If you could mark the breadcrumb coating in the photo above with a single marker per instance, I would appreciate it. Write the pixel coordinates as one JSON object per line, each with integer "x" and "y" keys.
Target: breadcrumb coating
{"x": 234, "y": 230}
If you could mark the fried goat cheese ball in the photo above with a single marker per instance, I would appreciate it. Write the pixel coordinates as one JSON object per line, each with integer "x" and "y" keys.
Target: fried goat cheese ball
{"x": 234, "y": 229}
...
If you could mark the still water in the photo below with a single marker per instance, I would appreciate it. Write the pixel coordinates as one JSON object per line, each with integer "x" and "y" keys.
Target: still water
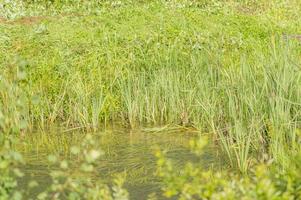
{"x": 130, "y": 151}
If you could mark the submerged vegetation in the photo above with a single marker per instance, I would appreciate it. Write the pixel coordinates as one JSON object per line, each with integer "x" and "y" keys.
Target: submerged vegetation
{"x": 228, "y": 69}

**About this task**. Work out how many lines of the preceding data contain the word "instance". Reply with that number only.

**Exercise output**. 4